◆ Task to carry out
Substitute "Outline the area of" for every "Mark the region of" in the listing below, and write out all of its lines again with nothing else altered.

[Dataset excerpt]
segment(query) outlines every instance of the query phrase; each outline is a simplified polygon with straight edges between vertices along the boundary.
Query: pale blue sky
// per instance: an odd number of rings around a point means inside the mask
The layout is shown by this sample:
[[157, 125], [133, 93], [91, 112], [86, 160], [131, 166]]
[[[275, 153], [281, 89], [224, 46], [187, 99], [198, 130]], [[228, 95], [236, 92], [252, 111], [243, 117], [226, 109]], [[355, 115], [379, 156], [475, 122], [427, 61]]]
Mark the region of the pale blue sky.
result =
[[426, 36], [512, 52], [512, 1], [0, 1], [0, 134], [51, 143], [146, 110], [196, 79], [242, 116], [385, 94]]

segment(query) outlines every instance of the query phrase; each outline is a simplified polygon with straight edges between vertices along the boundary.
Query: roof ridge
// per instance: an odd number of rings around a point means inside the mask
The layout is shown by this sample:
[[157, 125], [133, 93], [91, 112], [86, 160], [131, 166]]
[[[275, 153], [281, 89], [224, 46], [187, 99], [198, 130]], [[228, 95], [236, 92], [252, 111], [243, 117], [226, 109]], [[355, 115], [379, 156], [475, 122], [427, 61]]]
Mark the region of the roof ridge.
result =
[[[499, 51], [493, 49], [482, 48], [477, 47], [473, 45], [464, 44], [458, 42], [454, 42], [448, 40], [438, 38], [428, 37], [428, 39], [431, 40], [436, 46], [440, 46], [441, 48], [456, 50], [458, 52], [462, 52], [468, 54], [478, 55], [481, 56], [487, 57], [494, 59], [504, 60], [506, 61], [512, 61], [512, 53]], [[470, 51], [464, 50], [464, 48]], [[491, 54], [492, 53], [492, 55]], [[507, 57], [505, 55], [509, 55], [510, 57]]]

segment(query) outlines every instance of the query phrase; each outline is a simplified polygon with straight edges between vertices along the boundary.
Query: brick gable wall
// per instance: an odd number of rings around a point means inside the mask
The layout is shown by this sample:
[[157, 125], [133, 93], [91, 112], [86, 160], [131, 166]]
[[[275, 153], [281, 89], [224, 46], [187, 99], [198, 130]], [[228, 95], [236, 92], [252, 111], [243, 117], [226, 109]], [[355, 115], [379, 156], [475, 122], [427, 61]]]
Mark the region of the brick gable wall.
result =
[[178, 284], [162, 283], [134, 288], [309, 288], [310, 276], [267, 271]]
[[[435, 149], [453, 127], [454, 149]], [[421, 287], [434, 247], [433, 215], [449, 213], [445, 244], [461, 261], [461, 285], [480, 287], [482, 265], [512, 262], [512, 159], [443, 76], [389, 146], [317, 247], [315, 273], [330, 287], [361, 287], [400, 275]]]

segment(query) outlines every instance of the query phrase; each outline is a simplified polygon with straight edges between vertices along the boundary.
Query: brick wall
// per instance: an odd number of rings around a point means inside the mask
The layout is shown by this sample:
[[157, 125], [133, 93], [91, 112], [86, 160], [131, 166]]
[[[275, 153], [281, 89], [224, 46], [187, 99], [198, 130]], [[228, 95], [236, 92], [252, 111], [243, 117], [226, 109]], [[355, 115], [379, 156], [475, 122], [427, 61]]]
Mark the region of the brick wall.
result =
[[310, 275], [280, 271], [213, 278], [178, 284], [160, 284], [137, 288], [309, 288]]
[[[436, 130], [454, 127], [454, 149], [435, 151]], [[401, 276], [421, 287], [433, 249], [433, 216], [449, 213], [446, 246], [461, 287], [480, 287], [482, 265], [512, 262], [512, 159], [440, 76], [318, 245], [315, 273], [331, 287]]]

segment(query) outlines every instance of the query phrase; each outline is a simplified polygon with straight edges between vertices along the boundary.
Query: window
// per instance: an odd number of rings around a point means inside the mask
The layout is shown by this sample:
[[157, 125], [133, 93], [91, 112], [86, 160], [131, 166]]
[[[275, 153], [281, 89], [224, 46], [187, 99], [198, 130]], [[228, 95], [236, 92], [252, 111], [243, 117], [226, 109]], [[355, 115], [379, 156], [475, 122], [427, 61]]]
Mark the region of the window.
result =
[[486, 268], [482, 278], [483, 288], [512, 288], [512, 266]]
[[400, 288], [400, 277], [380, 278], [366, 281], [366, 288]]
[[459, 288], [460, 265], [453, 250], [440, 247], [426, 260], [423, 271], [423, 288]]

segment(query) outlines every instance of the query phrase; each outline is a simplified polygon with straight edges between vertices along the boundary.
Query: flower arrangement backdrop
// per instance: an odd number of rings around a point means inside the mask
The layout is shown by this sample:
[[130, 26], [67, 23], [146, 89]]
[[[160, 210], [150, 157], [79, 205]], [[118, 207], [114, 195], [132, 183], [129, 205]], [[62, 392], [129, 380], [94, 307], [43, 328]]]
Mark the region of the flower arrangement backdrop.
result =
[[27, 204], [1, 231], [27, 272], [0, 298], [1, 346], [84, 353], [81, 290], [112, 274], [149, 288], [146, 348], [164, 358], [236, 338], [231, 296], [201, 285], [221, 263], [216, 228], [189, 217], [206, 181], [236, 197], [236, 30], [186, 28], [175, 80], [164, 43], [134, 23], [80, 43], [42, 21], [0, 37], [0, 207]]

◆ Answer for this exercise
segment(query) outlines every instance of the query phrase; each outline is a simplified polygon with straight edges between vertices along the boundary.
Query: pale blue sky
// per instance: an odd number of rings around a point means inside the mask
The layout is shown by this sample:
[[157, 125], [133, 93], [91, 112], [86, 160], [131, 166]]
[[[275, 153], [281, 89], [224, 46], [187, 99], [198, 130]], [[228, 95], [236, 92], [252, 111], [243, 117], [226, 109]], [[355, 115], [379, 156], [475, 122], [427, 61]]]
Outline the area of the pale blue sky.
result =
[[426, 36], [512, 52], [512, 1], [0, 1], [0, 134], [51, 143], [146, 110], [196, 79], [242, 116], [385, 94]]

segment(query) outlines every instance of the query phrase; each outline is a simplified polygon with straight edges between vertices along the boundary.
Query: roof ridge
// per instance: an odd number of rings around a point means inside the mask
The layout is shown by this sample:
[[157, 125], [133, 93], [91, 112], [86, 160], [131, 166]]
[[[275, 153], [281, 89], [224, 46], [187, 99], [198, 130]], [[228, 95], [236, 92], [252, 111], [243, 117], [226, 109]], [[355, 115], [379, 156], [475, 122], [427, 61]]]
Outline the area of the roof ridge.
result =
[[[499, 51], [493, 49], [482, 48], [477, 47], [473, 45], [464, 44], [458, 42], [454, 42], [448, 40], [438, 38], [428, 37], [428, 39], [431, 40], [436, 46], [440, 46], [441, 48], [456, 50], [458, 52], [462, 52], [468, 54], [478, 55], [481, 56], [487, 57], [494, 59], [504, 60], [506, 61], [512, 61], [512, 53]], [[470, 51], [464, 50], [464, 48]], [[491, 54], [492, 53], [492, 55]], [[507, 57], [505, 55], [509, 55], [510, 57]]]

segment(query) outlines every instance of the query phrase; each outline is a simplified polygon with straight edges between vertices along the boundary.
Query: brick gable wall
// per instance: an odd number of rings around a point means inside the mask
The layout is shown by this sample:
[[157, 125], [133, 93], [91, 112], [86, 160], [131, 166]]
[[[275, 153], [281, 89], [224, 46], [187, 99], [198, 130]], [[228, 95], [236, 92], [252, 111], [243, 117], [226, 109]], [[355, 115], [379, 156], [475, 122], [427, 61]]]
Outline the area of the brick gable wall.
result =
[[178, 284], [162, 283], [134, 288], [309, 288], [310, 276], [267, 271]]
[[[435, 149], [453, 127], [454, 149]], [[421, 287], [434, 247], [433, 215], [449, 213], [445, 244], [461, 261], [461, 285], [480, 287], [482, 265], [512, 262], [512, 159], [443, 76], [389, 146], [317, 247], [315, 273], [330, 287], [361, 287], [400, 275]]]

segment(query) outlines every instance of the query phrase; each outline is a simplified polygon with straight edges between vertices along the boundary.
Query: brick wall
// per instance: an odd number of rings around a point means inside the mask
The layout is shown by this sample:
[[157, 125], [133, 93], [91, 112], [86, 160], [131, 166]]
[[[275, 153], [281, 89], [224, 46], [187, 99], [198, 130]], [[228, 95], [236, 92], [252, 111], [243, 117], [226, 109]], [[355, 115], [379, 156], [475, 122], [427, 61]]]
Outline the area of the brick wall.
result =
[[310, 275], [280, 271], [213, 278], [178, 284], [160, 284], [137, 288], [309, 288]]
[[[436, 130], [454, 127], [454, 149], [435, 151]], [[401, 276], [421, 287], [433, 249], [433, 216], [449, 213], [446, 246], [461, 287], [480, 287], [482, 265], [512, 262], [512, 159], [440, 76], [318, 245], [315, 273], [331, 287]]]

segment(query) outlines every instance of the query phrase; each outline is a simplified polygon with straight edges between vertices along the boundary.
Query: window
// per instance: an odd number of rings around a point means inside the mask
The layout is shown by this sample:
[[157, 125], [133, 93], [91, 112], [86, 160], [131, 166]]
[[[275, 153], [281, 89], [224, 46], [187, 99], [198, 130]], [[228, 95], [236, 92], [252, 111], [243, 117], [226, 109]], [[355, 115], [379, 156], [475, 122], [427, 61]]]
Outline the area of the window.
result =
[[486, 268], [482, 278], [483, 288], [512, 288], [512, 266]]
[[400, 288], [400, 277], [380, 278], [366, 281], [366, 288]]
[[459, 288], [460, 265], [453, 250], [440, 247], [426, 260], [423, 271], [423, 288]]

segment(query) outlines every instance of the query phrase; each outline is a simplified polygon with straight edges between vertices along the boundary.
Query: flower arrangement backdrop
// per instance: an odd number of rings around a point means inside the mask
The layout is shown by this sample:
[[130, 26], [67, 23], [146, 89]]
[[[160, 210], [150, 157], [79, 205]], [[118, 207], [114, 195], [132, 183], [129, 205]], [[62, 392], [129, 380], [94, 307], [43, 328]]]
Outline the area of the flower arrangement backdrop.
result =
[[27, 204], [1, 231], [27, 272], [0, 298], [1, 346], [84, 353], [81, 290], [112, 274], [149, 288], [146, 348], [164, 358], [236, 338], [231, 296], [201, 285], [221, 263], [216, 228], [189, 217], [206, 181], [236, 197], [236, 30], [186, 28], [175, 80], [164, 43], [134, 23], [80, 43], [42, 21], [0, 37], [0, 207]]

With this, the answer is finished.